[Point-per-instance localization data]
# # # # # # #
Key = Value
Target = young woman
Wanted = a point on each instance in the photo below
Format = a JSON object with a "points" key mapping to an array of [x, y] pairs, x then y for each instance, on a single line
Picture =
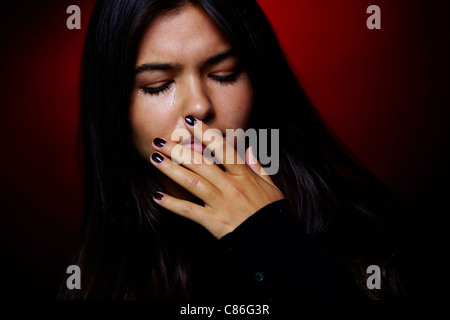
{"points": [[157, 226]]}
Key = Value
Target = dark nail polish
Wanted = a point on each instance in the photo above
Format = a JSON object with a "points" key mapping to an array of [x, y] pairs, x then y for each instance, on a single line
{"points": [[157, 157], [159, 142], [158, 195], [190, 120]]}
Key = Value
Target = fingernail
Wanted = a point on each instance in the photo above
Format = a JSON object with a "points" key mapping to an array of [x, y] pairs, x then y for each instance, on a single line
{"points": [[157, 157], [159, 142], [158, 196], [190, 120]]}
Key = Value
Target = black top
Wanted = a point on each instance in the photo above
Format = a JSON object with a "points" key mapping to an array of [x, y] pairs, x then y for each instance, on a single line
{"points": [[268, 257]]}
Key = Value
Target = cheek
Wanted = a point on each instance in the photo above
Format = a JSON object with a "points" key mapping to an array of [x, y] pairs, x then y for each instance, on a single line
{"points": [[236, 103], [149, 118]]}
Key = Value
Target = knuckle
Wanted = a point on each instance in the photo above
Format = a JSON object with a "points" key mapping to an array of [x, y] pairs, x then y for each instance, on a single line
{"points": [[192, 181], [187, 208]]}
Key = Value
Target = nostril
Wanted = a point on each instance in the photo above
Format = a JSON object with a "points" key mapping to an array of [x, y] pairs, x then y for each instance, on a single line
{"points": [[190, 120]]}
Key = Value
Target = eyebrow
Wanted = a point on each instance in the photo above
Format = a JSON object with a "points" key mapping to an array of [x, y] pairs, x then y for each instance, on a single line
{"points": [[167, 66]]}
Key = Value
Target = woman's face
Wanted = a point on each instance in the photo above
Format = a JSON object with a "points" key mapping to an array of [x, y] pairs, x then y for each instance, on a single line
{"points": [[184, 67]]}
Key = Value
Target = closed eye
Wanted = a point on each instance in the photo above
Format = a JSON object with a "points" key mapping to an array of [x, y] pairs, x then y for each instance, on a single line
{"points": [[156, 91]]}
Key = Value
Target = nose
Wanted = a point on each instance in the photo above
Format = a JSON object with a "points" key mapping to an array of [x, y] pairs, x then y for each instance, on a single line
{"points": [[195, 100]]}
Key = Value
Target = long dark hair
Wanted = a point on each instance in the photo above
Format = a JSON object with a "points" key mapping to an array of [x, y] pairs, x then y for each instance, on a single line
{"points": [[129, 247]]}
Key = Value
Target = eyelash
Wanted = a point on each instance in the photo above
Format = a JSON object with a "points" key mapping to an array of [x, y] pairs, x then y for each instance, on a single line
{"points": [[158, 90], [224, 80]]}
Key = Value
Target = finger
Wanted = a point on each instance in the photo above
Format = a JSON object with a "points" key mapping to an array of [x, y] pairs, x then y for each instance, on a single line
{"points": [[183, 208], [256, 166], [190, 159], [213, 139], [189, 180]]}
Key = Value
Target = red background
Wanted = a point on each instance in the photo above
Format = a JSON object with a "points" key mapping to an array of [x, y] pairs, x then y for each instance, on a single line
{"points": [[385, 93]]}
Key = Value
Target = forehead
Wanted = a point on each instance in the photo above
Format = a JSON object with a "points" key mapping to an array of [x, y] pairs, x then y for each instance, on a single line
{"points": [[181, 37]]}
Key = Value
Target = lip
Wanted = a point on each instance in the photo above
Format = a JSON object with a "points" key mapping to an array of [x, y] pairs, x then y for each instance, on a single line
{"points": [[194, 145], [197, 147]]}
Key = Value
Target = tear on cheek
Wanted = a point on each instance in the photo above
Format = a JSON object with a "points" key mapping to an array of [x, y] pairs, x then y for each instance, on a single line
{"points": [[172, 97]]}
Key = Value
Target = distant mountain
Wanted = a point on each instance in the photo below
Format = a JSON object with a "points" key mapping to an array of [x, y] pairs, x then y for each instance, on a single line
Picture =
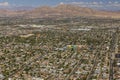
{"points": [[58, 11]]}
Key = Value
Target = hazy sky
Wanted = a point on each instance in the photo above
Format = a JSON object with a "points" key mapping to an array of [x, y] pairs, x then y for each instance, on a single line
{"points": [[97, 4]]}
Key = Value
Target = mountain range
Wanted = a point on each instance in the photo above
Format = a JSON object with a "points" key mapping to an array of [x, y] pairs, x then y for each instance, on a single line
{"points": [[62, 10]]}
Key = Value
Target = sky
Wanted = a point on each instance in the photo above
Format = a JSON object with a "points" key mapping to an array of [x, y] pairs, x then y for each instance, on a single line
{"points": [[96, 4]]}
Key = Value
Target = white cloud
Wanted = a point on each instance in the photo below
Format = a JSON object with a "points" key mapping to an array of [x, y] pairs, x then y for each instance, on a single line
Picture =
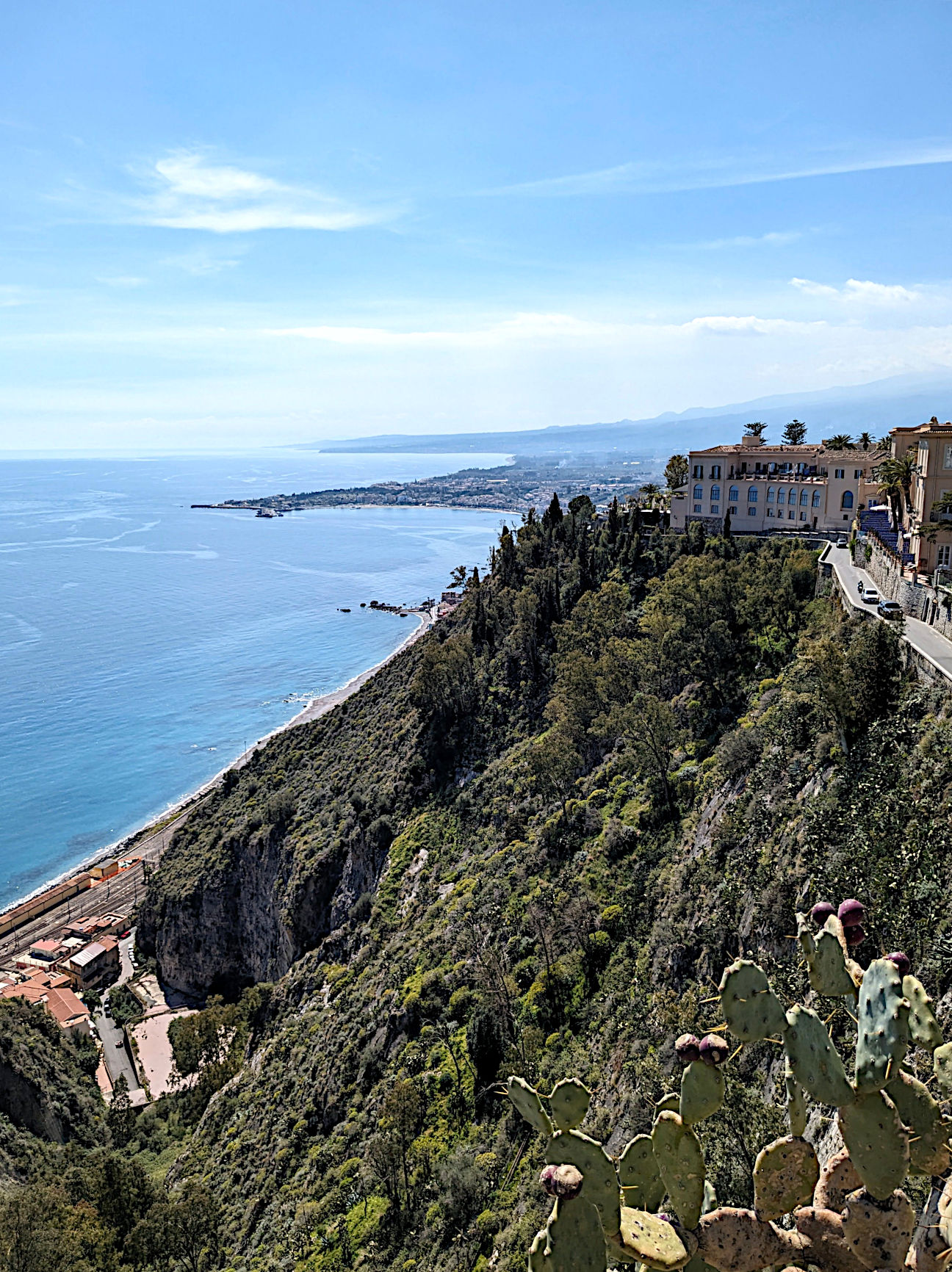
{"points": [[189, 192], [862, 292], [714, 172]]}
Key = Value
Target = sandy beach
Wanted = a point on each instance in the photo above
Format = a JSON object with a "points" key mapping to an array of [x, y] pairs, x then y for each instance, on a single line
# # # # # # #
* **BRIEF**: Lines with "woman" in the records above: copy every one of them.

* **WRITTEN REPLY**:
Target = young woman
Target = woman's face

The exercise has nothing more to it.